As Boas Maneiras – Review: Mês do Halloween

A monstruosidade que carregamos

O terror que conhecemos por muito tempo se baseou em figuras do folclore. De histórias que foram contadas não uma, mas várias vezes, passadas de gerações e ganhando diferentes camadas conforme iam sendo recontadas! E os contos envolvendo lobisomens também forma alvo disso. No interior do Brasil é comum encontrar pessoas mais velhas que certamente irão relatar o encontro com tal figura assustadora ou como alguém conhecido enfrentou a besta metade homem, metade lobo e conseguiu sobreviver de sua monstruosidade.

Dito isso, As Boas Maneiras, filme de Juliana Rojas e Marco Dura, disponível no Telecine Play, a aborda a construção e a uma nova visão do “monstro” licantropo, aproximando o espectador de uma fábula que revela diferentes traços de uma sociedade, do comportamento humano e das escolhas que são feitas quando o amor materno se torna uma arma para proteção. Sim, temos aqui um exemplar que vai muito além do terror costumeiro!

Fale mais sobre Isso

Ana é um jovem grávida que está há pouco tempo na capital paulista e na procura por uma babá encontra em Clara a ajuda que tanto almeja. Porém, logo a contratada irá perceber que a gravidez de sua “chefe” não é tão comum assim, trazendo então uma série de situações, e o desenvolvimento de uma relação, onde o inimaginável assumirá uma forma que apenas nos mais fantasiosos contos poderia ser encontrada.

O clássico sob um novo olhar

É perceptível que os diretores Juliana Rojas e Marco Dura tomaram para o seu projeto diversas referências à clássicos do terror que tem o lobisomen como personagem central ou antagonista. Contudo essa não é apenas uma história sobre uma criatura fantástica e o medo que causa nas pessoas. Na verdade está longe de ser algo nesse sentido!

A direção nos entrega dois blocos de filmes diferentes, pautados na mesma narrativa, para demonstrar o quanto as tais boas maneiras do título vão sendo deixadas de lado, seja por laços que são criados, seja por escolhas mortais realizadas. Para isso, o design de produção e a fotografia criam ambientações sufocantes e ao mesmo tempo espaçosas para confrontar os sentimentos de seus personagens em tela. Ao mesmo tempo, mesclam uma atmosfera melancólica com uma tensão e apreensão crescente que se torna cada vez mais palpável à medida que as protagonista fortalecem o vínculo e se aproxima o estágio final da gravidez.

Da mesma forma, o comando do longa emprega com precisão efeitos práticos e digitais, criando cenas que irão nos fazer até mesmo virar o rosto, como no momento do parto de Ana. E assim estabelecer um traço do cinema de horror importante para a continuidade deste tipo de jornada em tela.

Tudo isso ganha ainda mais força por conta da dupla de protagonistas! Isabél Zuaa começa sendo uma incógnita em tela, mas aos poucos vai deixando seus sentimentos, frustrações e anseios saltarem em tela nos levando consigo no decorrer de seus momentos. Já Marjorie Estiano, passeia por entre os medos, as incertezas, impulsividade, num turbilhão de sensações potencializadas pela gravidez de sua personagem. Ambas são um retrato de uma sociedade, de suas exclusões, de suas normas e regras impostas em relação a mulher, sua conduta, sua maneira de viver. E aqui, o elemento fantástico transforma cada um desses aspectos!

§ TAREFA PROPOSTA 1
Segundo a resenha sobre As Boas Maneiras, em qual serviço o filme está disponível?
§ TAREFA PROPOSTA 2
Estenda a resenha sobre As Boas Maneiras, começando logo depois da última frase dela.
As linhas a seguir não têm relação com a resenha.

§ Dados de origem
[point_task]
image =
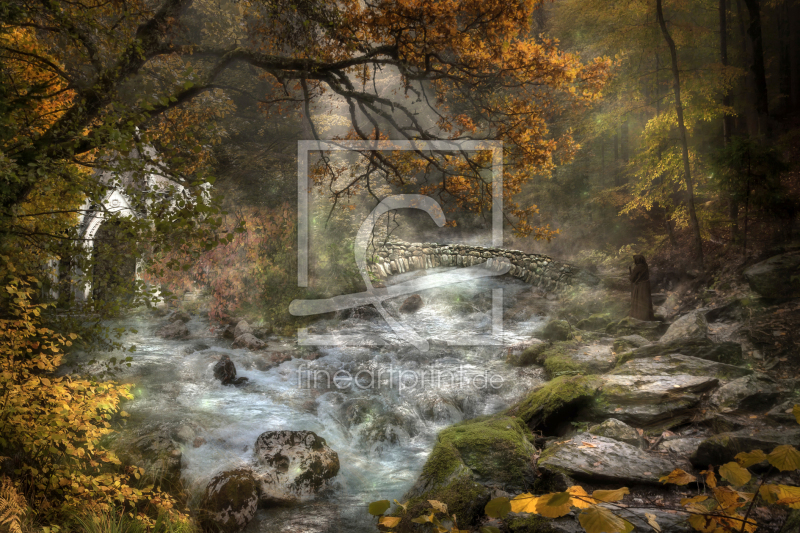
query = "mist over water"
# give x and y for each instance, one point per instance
(383, 424)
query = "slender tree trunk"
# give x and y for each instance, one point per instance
(758, 69)
(733, 206)
(687, 172)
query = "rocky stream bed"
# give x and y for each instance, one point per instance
(222, 416)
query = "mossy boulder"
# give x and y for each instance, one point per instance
(530, 355)
(629, 342)
(468, 460)
(618, 430)
(230, 502)
(690, 326)
(556, 330)
(630, 326)
(722, 448)
(556, 402)
(596, 322)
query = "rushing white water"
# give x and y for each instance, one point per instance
(382, 425)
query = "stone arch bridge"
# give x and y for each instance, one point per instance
(396, 257)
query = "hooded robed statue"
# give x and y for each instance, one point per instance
(641, 303)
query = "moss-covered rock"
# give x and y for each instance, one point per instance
(529, 356)
(629, 342)
(230, 502)
(467, 459)
(556, 330)
(596, 322)
(722, 352)
(632, 326)
(555, 401)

§ RESULTADO DA TAREFA 1
No Telecine Play.

§ RESULTADO DA TAREFA 2
Pegando o fantástico para falar do que é real

Desde o início da trama percebemos que não estamos em uma história convencional de lobisomens! Toda a construção misteriosa ao poucos entrega os elementos que fazem parte dessas narrativas, até mesmo ampliando diferentes pontos, o que torna o filme ainda mais original em sua proposta, pois o interessante não é apenas se apegar a um terror por si só, mas fazer o espectador questionar certas nuances que sutilmente surgem em tela.

O papel da mulher na sociedade, o julgamento pré-estabelecido pelos outros quando se deparam com uma mãe solo, o olhar de desconfiança quando é apresentada uma empregada negra sem referências, a religião que tenta assumir o controle em determinado momento, cada uma dessas camadas aparecem de maneira explícita ou se escondem nas entrelinhas.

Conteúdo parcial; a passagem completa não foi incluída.